#### [Records shown]
######

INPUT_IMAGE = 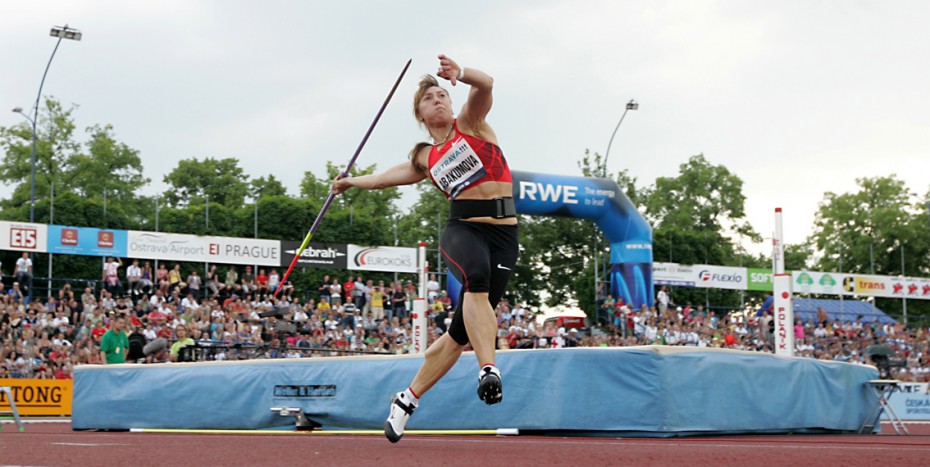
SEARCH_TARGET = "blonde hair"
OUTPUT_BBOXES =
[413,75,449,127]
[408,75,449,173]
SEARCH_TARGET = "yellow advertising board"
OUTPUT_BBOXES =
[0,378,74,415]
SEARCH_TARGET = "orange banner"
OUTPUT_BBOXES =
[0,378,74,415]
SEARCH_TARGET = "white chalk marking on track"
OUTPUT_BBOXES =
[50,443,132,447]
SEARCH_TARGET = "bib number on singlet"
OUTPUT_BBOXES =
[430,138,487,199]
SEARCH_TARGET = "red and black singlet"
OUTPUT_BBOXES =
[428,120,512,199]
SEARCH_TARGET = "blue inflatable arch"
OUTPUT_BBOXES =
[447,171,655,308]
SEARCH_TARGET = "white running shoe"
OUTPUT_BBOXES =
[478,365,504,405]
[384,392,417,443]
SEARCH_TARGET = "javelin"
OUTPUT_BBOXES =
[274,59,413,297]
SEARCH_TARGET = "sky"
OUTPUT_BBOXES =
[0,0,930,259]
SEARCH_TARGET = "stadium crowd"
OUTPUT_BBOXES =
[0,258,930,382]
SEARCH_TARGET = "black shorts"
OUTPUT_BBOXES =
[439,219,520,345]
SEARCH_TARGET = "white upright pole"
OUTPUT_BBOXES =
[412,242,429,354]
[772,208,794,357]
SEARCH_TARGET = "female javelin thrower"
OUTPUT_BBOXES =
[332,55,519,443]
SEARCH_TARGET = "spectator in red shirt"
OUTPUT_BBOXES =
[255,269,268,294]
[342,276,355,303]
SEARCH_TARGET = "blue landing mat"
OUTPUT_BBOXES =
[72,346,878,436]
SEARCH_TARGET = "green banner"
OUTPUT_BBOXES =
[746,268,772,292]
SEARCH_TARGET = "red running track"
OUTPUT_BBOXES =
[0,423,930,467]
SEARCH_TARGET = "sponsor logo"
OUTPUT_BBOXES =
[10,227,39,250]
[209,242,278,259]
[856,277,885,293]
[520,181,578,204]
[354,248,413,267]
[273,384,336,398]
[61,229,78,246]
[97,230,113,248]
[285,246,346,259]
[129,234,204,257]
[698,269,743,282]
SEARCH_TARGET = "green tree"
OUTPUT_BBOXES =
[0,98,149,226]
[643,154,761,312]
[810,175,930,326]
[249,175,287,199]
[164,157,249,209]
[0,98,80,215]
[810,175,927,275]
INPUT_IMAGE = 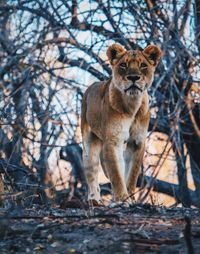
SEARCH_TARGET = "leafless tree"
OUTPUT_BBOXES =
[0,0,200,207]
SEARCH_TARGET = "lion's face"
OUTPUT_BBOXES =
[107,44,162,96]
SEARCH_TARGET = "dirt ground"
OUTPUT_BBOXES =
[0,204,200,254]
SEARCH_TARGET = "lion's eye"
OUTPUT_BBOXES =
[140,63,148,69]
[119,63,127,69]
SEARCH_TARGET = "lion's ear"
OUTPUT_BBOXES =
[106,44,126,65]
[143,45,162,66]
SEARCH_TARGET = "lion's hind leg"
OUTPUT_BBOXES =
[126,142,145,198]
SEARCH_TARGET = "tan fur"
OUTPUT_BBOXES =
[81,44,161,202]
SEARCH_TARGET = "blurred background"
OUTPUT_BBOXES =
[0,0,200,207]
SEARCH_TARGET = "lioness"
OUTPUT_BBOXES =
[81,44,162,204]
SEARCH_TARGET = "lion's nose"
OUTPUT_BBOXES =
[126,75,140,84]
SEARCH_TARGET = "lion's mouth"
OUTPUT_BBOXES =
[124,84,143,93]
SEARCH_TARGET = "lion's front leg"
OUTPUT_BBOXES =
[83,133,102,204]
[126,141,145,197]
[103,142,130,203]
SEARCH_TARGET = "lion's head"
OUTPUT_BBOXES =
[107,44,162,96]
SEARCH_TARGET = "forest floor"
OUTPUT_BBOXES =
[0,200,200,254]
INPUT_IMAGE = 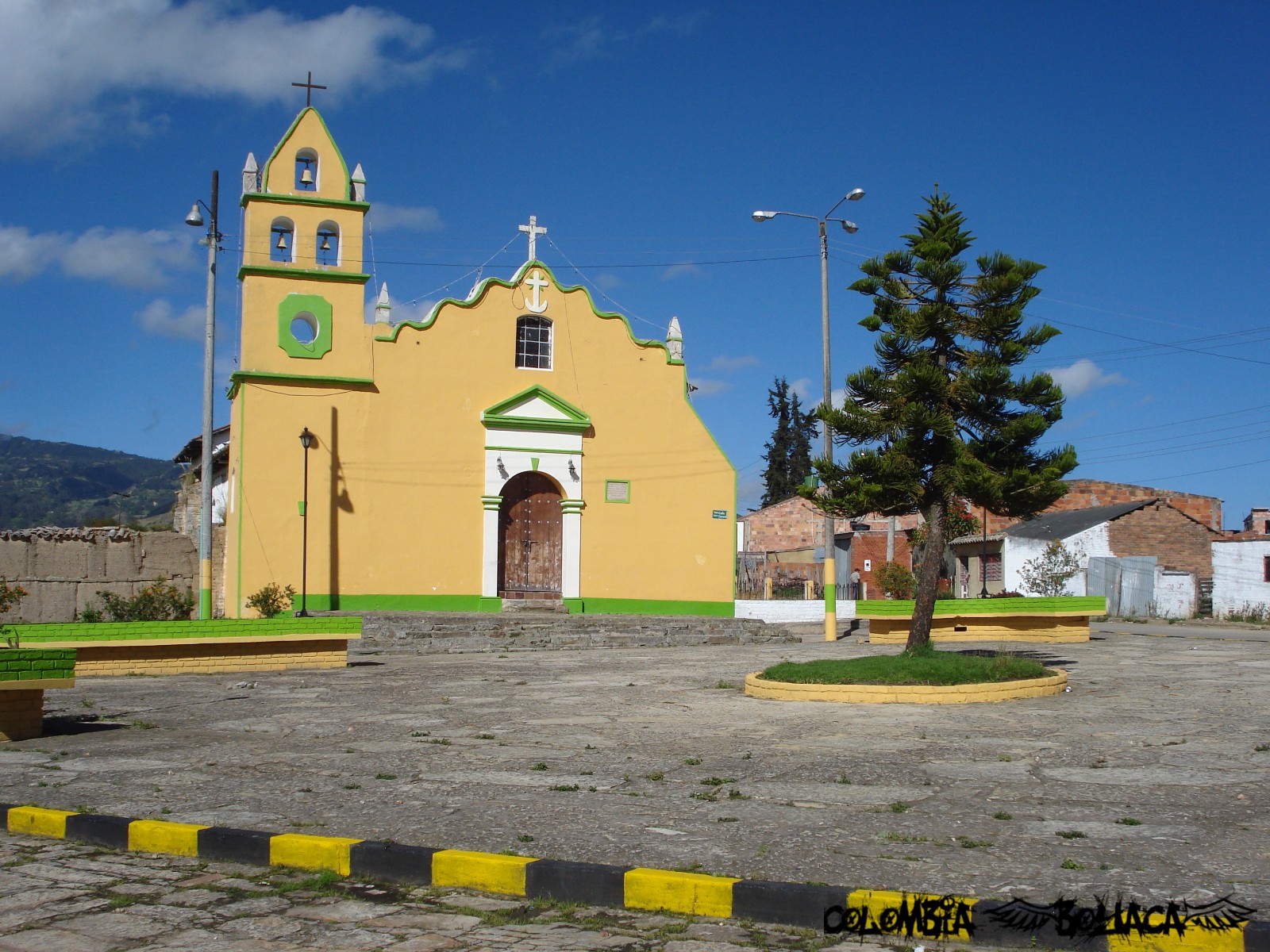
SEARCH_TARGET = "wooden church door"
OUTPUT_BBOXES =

######

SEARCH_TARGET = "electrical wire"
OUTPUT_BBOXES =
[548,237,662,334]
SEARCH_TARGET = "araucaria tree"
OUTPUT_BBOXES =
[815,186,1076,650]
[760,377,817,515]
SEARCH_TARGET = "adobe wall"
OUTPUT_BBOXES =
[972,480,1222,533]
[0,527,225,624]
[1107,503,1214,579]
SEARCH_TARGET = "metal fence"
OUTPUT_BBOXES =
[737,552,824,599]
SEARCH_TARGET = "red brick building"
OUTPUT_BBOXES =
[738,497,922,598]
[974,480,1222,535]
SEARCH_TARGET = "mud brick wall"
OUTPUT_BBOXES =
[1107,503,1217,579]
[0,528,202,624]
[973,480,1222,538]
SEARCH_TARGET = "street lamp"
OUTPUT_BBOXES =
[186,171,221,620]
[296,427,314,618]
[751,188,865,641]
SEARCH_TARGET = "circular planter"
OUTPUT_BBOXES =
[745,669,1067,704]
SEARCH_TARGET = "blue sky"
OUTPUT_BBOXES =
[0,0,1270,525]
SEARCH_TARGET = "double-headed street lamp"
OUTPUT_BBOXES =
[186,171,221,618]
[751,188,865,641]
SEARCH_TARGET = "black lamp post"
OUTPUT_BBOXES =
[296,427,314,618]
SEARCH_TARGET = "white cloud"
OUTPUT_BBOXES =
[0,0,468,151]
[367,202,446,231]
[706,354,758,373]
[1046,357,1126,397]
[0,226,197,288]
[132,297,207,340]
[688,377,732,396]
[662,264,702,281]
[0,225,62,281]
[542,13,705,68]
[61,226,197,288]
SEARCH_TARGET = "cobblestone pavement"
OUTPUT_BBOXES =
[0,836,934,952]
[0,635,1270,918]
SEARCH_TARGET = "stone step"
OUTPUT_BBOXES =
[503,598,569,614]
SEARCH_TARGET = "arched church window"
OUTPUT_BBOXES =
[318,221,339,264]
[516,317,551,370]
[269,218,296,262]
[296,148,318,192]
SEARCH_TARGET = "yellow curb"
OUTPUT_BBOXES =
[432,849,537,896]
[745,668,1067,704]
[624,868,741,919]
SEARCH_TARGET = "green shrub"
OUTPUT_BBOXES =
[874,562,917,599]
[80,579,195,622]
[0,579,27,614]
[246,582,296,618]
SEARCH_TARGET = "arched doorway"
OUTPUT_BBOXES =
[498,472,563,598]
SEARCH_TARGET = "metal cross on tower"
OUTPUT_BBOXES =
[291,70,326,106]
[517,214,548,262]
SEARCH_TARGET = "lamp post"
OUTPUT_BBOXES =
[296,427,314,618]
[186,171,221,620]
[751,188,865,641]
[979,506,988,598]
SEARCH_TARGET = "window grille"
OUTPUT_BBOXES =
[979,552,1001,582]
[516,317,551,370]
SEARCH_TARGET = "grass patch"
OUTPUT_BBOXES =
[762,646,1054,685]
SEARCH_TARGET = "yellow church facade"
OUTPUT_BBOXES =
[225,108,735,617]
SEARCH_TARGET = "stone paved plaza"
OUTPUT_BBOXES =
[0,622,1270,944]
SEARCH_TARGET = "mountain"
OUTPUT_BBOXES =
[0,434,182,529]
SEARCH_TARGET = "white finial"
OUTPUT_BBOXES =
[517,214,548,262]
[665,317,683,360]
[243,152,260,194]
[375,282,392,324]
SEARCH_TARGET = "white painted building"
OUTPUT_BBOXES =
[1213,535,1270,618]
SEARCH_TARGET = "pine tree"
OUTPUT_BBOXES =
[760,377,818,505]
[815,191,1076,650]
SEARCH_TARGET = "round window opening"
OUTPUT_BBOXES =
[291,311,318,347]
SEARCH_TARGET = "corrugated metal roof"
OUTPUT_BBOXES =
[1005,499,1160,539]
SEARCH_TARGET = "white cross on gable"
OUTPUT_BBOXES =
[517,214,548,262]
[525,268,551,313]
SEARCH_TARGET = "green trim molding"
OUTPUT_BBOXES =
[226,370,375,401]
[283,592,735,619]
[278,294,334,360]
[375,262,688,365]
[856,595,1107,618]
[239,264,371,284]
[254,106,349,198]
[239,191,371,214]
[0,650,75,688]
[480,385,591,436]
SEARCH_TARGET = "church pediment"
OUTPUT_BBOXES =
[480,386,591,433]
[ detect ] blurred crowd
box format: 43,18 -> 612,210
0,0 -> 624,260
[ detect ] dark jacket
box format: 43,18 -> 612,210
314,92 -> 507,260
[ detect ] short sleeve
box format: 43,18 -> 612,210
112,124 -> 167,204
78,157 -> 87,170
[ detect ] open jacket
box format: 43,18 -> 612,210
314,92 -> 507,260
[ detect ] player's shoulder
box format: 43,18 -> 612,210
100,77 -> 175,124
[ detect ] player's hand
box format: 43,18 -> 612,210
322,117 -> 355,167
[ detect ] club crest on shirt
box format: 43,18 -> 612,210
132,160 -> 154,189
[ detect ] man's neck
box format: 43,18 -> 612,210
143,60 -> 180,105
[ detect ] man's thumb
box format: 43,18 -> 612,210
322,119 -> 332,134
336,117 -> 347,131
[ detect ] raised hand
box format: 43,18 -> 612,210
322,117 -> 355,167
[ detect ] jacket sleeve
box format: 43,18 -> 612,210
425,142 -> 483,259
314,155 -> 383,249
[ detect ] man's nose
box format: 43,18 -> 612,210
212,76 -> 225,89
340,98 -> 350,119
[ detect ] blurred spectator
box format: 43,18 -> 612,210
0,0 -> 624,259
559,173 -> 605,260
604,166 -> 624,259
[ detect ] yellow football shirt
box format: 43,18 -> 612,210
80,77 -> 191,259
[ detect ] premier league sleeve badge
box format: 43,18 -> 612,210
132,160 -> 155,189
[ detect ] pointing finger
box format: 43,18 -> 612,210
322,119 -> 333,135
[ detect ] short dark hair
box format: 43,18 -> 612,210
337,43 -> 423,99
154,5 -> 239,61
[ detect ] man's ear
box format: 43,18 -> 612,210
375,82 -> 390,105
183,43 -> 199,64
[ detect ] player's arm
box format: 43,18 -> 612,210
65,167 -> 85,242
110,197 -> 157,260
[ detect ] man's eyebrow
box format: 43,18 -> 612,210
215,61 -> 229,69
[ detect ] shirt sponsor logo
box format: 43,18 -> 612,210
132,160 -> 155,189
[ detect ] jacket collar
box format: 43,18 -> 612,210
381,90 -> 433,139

######

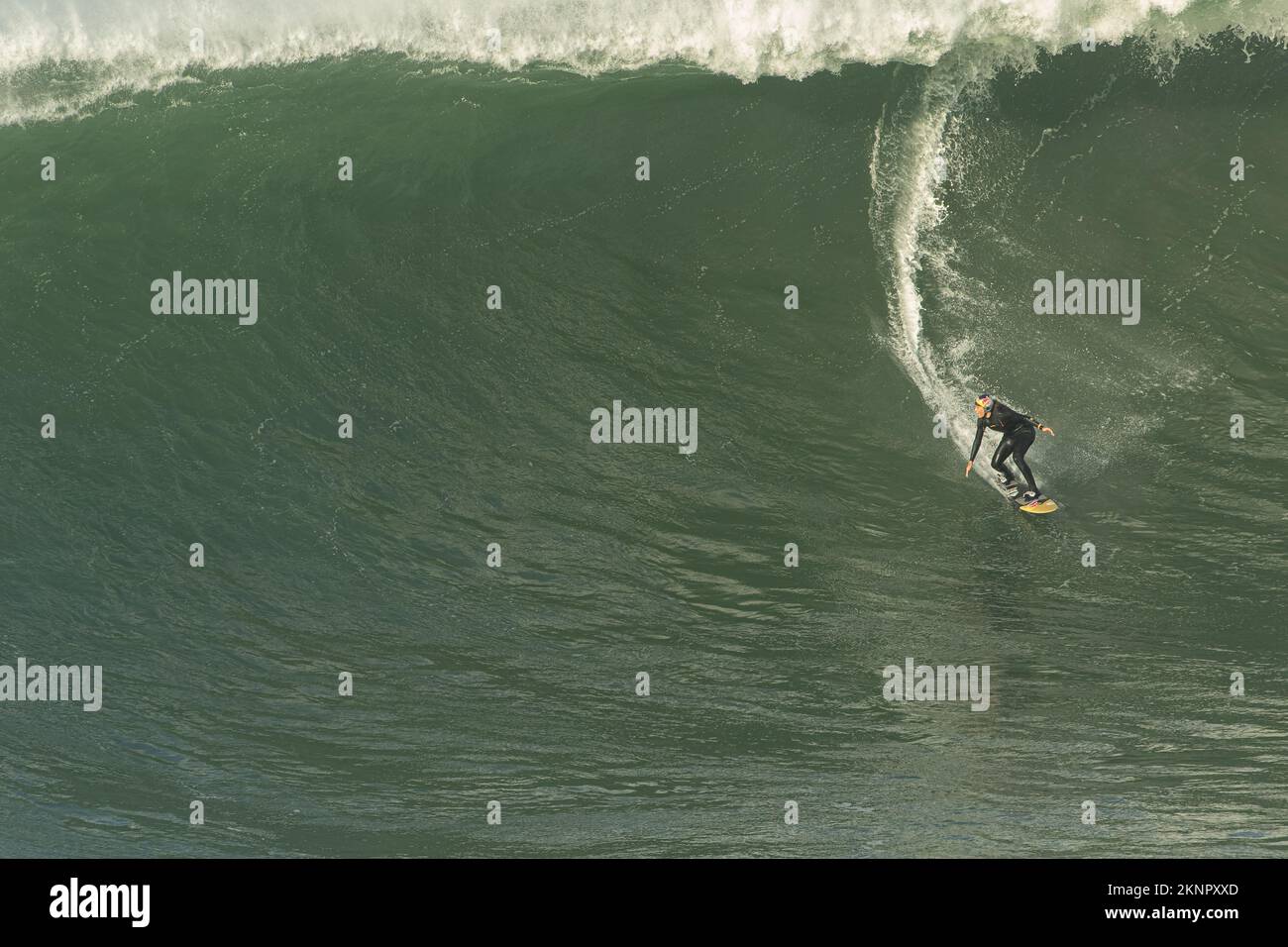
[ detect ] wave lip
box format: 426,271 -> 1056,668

######

#### [What you will do]
Reproduce the items verbatim from the line containing "[ detect ] premier league sleeve badge" through the line containing "183,43 -> 199,64", inclusive of both.

#### [Reply]
[ detect ] premier league sleeve badge
box format: 43,18 -> 612,210
132,160 -> 155,189
[ detect ] pointing finger
box format: 43,18 -> 612,210
322,119 -> 333,135
[ detect ] short dark hair
box format: 43,18 -> 612,210
337,43 -> 423,99
154,5 -> 239,61
[ detect ] man's ear
box format: 43,18 -> 612,210
375,82 -> 390,105
183,43 -> 199,64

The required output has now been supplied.